▶ [TASK PROMPT]: Return verbatim the lines from the start of the items through the line containing "[(101, 98)]", with both ends included.

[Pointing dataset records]
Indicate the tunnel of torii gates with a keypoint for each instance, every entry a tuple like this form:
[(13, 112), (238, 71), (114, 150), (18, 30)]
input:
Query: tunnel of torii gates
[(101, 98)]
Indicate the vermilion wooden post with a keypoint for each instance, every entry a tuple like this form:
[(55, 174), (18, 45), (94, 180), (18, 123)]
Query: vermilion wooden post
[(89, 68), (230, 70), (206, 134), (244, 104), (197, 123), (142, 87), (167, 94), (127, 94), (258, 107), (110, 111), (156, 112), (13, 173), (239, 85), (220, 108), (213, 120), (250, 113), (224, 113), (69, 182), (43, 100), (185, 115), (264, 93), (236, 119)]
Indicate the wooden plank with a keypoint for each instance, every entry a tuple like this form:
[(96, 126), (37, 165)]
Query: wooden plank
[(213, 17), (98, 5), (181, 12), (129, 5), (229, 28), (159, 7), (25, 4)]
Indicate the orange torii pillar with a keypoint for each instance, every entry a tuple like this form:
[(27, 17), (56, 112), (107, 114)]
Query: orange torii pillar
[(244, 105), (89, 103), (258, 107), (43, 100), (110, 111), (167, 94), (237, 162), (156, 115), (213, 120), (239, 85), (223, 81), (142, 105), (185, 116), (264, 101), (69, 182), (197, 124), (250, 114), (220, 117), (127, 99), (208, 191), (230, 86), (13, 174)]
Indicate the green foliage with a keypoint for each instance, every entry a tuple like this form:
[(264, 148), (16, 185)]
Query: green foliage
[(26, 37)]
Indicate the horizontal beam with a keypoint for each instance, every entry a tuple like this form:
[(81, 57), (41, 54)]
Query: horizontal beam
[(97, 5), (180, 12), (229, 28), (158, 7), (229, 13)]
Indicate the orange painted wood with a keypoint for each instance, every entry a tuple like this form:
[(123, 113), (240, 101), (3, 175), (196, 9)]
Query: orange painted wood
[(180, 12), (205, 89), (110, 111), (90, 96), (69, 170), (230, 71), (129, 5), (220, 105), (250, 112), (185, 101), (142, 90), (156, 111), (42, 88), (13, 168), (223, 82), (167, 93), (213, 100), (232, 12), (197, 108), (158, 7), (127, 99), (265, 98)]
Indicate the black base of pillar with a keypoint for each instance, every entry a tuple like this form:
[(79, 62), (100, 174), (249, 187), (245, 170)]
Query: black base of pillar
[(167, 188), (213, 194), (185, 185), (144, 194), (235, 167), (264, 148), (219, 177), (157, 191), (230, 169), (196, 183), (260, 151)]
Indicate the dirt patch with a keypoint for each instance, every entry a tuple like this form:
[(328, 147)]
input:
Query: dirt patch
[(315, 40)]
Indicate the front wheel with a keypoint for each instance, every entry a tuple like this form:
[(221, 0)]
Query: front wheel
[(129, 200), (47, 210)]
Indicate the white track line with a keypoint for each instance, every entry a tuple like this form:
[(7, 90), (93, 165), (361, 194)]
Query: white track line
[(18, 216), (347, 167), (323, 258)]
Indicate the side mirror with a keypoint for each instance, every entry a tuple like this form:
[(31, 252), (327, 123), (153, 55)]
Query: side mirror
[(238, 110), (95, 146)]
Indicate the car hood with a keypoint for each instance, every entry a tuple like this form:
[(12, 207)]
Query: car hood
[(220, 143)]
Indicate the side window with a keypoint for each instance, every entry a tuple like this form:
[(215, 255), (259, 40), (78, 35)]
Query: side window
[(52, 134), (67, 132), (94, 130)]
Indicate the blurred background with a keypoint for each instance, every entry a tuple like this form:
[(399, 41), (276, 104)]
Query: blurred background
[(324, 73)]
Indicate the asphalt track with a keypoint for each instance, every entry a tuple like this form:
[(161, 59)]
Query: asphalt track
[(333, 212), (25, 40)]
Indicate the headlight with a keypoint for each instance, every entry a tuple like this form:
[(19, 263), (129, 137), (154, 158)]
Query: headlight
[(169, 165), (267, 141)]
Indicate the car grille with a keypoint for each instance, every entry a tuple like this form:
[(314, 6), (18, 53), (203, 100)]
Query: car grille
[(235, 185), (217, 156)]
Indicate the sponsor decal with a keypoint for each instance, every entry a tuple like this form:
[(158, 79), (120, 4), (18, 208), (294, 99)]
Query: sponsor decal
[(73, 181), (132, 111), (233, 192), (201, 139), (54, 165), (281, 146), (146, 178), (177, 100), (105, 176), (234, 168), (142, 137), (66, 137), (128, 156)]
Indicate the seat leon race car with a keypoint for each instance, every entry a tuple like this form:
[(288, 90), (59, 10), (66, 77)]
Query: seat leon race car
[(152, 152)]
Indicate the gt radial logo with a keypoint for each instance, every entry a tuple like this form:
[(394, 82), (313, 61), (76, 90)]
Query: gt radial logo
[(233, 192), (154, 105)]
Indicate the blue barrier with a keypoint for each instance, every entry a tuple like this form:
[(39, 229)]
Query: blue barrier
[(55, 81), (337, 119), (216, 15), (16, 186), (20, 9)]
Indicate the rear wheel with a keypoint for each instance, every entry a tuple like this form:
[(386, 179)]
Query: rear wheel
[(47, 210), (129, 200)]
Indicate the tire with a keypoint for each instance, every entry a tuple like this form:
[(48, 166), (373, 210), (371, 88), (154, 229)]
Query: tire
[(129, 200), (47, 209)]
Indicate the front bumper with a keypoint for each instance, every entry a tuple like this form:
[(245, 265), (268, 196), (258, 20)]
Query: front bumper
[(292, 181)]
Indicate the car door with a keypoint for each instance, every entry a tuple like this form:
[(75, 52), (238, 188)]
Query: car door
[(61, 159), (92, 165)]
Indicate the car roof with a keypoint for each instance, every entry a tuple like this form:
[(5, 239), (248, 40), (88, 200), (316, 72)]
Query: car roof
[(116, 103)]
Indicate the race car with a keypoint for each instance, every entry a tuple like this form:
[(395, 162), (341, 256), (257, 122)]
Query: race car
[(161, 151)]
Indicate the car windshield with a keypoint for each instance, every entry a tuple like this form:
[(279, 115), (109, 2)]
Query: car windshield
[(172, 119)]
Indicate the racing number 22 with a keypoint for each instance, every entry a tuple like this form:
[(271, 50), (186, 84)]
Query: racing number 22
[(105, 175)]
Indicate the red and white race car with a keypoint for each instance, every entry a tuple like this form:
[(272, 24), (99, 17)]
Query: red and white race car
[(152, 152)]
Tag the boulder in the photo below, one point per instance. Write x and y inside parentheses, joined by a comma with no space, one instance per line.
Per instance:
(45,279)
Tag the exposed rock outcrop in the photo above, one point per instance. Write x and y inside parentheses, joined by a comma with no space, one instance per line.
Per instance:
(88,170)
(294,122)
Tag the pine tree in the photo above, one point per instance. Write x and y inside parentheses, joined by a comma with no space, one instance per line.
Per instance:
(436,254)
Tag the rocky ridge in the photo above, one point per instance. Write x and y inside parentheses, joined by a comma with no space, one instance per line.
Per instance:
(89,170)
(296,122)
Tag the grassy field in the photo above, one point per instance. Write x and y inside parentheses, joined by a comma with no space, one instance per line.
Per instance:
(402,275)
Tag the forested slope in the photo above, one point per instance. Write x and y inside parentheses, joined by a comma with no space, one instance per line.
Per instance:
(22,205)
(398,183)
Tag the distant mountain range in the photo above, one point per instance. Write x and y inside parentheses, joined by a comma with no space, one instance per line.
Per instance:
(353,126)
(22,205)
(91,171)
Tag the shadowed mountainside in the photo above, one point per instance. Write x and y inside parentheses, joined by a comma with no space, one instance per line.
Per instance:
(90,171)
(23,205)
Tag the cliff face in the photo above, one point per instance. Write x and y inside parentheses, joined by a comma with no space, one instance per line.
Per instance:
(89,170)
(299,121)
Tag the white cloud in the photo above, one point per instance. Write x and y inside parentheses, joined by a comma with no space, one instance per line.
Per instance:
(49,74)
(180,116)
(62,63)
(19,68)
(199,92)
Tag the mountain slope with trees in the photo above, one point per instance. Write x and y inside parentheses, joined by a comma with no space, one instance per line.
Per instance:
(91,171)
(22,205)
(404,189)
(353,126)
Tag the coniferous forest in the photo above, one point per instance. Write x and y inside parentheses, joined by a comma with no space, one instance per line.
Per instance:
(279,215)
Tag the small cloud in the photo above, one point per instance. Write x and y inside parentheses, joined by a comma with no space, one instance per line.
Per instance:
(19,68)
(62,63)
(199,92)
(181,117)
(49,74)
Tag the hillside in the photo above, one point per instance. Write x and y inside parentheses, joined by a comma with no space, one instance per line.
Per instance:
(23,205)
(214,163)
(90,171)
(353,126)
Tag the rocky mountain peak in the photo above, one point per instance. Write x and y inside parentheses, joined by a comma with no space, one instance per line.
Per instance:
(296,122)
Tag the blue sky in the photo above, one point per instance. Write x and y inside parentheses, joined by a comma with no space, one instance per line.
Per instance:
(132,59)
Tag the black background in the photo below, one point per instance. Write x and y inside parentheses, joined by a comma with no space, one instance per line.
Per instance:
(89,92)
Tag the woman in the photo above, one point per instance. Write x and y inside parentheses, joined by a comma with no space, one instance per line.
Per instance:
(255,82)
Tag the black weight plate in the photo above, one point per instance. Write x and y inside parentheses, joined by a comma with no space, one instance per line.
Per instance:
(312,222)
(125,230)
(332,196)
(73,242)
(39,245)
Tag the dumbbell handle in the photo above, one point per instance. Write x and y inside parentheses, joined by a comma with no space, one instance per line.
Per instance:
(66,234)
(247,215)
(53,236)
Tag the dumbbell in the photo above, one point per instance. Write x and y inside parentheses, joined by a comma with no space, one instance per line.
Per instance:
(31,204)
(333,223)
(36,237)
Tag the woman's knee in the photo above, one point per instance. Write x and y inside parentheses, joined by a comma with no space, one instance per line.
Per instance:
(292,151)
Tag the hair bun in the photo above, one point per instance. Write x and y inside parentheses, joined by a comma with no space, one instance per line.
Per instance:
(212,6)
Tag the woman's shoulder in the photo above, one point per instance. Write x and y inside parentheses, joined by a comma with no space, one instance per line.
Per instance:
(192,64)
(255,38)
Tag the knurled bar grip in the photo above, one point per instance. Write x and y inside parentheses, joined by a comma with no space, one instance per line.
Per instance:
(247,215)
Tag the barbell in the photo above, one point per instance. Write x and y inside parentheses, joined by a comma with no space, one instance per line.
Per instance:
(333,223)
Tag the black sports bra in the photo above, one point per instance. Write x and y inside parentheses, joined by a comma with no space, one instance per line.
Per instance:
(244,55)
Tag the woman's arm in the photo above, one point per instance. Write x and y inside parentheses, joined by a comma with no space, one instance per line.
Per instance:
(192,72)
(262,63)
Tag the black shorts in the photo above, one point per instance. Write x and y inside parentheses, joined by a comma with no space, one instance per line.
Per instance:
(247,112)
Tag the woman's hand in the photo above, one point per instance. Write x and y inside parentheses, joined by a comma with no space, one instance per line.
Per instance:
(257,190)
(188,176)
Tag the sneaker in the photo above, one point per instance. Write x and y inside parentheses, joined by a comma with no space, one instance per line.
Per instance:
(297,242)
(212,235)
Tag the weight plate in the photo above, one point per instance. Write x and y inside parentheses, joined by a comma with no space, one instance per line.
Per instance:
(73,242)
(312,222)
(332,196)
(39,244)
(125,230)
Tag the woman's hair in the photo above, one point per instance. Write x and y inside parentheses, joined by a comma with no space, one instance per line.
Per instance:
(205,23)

▶ [COMPLETED EXERCISE]:
Indicate the tunnel of torii gates with a keypoint for each instance, every entry a tuple like this form:
[(13, 112), (238, 71), (114, 150), (18, 30)]
input:
Query: tunnel of torii gates
[(101, 98)]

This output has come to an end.